* Quoted text:
========================================================================

The Chinese pilgrim monk Xuanzang visited the Kullu Valley in 634 or 635 CE. He described it as a fertile region completely surrounded by mountains, about 3,000 li in circuit, with a capital 14 or 15 li in circumference. It contained a stupa (tope) built by Ashoka, which is said to mark the place where the Buddha preached to the local people and made conversions, stupa was taken away by a mughal ruler and put in feroz shah kotla maidan in Delhi. There were some twenty Buddhist monasteries, with about 1,000 monks, most of whom were Mahayanist. There were also some fifteen Hindu temples, and people of both faiths lived mixed together. There were meditation caves near the mountain passes inhabited by both Buddhist and Hindu practitioners. The country is said to have produced gold, silver, red copper, crystal lenses and bell-metal.
"Thus, Ku-zu is the Bu-nan name for Kuḷū. . . . Dr. Vogel in his MS. notes on Lahul gives Ku-zuṅ as the Gārī (Bu-nan) name of Kuḷū. Ku-zuṅ is the locative case of Ku-zu. He adds that Kuḷū is called Ram-ti by the people of Ti-nan, and Ram-di by those of Caṅsa (Me-rlog). The Tibetans call it Ñuṅ-ti."
Kullu got its first motorable access only after Indian Independence. The long centuries of seclusion have, however, allowed the area to retain a considerable measure of its traditional charm. The road through the Kullu Valley and Lahaul is now paved all the way, to connect and provide the major access route between the northern Indian plains to Leh in Ladakh.

========================================================================

* Stored records:
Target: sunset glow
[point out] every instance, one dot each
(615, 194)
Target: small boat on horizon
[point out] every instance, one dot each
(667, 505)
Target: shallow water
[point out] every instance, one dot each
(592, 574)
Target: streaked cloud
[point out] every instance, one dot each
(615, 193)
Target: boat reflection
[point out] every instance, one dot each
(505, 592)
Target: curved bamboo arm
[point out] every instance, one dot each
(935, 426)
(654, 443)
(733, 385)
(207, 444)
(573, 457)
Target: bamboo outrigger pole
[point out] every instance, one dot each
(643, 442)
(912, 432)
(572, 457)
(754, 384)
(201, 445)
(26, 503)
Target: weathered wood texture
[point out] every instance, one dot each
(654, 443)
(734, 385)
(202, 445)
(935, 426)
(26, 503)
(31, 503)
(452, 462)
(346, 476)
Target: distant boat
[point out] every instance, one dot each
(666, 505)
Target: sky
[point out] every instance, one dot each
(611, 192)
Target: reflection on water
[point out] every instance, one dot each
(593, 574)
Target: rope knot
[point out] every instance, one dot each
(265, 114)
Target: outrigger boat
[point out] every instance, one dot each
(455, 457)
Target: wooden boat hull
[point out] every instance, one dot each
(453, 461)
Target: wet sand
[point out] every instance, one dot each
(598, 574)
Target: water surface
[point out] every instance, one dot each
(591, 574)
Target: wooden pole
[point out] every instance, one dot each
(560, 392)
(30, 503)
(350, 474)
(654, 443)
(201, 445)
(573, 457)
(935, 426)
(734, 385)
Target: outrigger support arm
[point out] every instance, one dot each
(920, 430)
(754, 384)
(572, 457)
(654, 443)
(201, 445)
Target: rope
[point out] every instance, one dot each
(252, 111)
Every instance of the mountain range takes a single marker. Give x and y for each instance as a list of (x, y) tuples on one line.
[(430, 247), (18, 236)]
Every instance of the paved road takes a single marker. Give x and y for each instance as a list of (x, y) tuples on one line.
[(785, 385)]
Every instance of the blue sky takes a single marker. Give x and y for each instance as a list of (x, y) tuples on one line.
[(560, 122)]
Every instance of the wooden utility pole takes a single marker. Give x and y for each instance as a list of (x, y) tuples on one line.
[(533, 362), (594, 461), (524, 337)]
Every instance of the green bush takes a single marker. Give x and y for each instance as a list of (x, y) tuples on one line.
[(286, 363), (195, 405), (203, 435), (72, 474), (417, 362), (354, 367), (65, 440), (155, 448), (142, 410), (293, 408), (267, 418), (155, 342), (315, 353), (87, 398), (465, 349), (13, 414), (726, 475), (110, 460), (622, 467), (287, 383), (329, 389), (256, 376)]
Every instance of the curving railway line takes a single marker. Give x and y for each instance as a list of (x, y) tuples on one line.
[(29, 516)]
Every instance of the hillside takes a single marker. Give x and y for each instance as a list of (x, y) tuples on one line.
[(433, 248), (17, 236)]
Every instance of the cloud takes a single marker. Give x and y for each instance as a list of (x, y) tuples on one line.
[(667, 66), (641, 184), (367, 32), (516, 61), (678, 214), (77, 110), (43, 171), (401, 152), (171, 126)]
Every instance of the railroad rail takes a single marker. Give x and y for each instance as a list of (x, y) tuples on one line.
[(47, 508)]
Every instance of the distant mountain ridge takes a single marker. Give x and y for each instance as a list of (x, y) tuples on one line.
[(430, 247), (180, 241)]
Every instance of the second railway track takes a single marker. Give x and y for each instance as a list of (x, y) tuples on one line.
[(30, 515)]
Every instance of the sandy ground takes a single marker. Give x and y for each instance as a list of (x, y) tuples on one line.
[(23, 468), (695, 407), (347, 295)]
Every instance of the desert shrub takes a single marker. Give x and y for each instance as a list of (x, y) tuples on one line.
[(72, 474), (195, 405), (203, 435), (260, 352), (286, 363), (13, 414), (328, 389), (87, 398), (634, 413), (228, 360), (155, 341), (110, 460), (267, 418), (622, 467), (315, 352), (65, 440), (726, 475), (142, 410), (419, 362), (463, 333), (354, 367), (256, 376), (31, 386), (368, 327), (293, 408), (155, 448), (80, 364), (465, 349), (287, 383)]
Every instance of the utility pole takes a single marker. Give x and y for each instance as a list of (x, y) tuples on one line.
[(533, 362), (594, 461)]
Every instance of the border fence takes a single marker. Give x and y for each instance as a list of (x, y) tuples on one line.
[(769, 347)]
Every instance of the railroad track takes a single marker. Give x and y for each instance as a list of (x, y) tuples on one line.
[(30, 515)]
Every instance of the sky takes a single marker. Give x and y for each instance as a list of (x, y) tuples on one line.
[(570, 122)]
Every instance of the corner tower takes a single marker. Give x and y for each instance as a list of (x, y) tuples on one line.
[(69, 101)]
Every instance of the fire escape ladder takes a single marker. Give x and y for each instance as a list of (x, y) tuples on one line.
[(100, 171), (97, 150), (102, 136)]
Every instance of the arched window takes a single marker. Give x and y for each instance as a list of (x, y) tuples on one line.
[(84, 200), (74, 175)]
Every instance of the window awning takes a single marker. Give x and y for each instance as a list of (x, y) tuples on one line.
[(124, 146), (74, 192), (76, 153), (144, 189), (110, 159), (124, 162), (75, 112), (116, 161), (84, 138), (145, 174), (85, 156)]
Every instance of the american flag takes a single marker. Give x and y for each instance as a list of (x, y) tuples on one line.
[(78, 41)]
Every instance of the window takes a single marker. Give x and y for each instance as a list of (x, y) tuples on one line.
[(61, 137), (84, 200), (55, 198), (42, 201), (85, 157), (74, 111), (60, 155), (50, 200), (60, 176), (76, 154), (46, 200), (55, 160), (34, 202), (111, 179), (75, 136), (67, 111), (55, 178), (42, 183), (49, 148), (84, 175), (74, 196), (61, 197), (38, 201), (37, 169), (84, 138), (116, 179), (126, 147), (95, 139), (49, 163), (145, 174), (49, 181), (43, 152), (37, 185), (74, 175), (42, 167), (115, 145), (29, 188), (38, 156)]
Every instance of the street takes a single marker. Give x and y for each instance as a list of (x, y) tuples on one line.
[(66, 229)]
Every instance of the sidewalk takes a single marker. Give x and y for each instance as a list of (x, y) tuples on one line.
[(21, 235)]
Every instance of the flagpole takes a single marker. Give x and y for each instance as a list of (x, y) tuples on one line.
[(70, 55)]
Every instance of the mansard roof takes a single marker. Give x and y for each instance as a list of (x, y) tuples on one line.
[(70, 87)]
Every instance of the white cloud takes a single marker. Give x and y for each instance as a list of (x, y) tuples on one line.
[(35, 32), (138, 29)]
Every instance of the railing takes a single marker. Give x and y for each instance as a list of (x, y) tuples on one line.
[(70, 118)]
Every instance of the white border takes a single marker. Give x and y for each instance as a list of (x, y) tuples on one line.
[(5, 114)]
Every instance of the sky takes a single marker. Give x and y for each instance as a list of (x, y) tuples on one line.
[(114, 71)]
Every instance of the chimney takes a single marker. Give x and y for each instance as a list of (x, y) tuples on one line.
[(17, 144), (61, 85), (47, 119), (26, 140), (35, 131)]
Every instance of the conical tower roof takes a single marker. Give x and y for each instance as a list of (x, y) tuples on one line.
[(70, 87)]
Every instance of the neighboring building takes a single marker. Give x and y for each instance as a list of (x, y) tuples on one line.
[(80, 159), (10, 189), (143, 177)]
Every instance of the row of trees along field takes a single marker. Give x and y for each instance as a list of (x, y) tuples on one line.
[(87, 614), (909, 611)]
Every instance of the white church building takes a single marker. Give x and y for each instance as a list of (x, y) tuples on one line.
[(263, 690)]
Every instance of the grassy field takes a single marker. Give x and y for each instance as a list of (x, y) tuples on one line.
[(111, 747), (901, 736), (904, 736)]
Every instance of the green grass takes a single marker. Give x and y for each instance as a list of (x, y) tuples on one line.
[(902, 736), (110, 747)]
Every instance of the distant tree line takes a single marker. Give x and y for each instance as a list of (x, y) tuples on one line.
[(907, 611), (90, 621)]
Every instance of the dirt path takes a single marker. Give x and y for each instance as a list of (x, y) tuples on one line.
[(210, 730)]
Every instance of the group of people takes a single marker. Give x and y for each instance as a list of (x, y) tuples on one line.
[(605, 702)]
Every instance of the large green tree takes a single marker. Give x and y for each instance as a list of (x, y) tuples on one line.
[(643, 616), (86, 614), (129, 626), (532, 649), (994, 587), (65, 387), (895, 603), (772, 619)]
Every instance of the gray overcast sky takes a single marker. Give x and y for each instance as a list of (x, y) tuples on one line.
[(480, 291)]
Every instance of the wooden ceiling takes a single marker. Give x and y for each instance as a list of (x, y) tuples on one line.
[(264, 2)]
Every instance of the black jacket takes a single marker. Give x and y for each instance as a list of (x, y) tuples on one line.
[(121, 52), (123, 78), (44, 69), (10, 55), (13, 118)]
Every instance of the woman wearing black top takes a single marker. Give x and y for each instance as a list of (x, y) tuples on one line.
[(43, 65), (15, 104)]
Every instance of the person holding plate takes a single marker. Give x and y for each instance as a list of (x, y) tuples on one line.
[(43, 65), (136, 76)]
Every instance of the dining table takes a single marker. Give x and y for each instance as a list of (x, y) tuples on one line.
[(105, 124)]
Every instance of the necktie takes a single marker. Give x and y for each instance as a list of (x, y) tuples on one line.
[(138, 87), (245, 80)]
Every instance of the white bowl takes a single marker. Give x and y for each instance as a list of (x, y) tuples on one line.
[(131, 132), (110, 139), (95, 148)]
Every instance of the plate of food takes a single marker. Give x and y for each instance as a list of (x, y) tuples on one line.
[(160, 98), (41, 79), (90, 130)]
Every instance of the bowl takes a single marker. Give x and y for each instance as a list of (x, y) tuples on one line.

========================================================================

* The problem: According to the Kullu Valley text, when did Kullu first get motorable access? The records play no part in this task.

* Right answer: Kullu first got motorable access only after Indian Independence.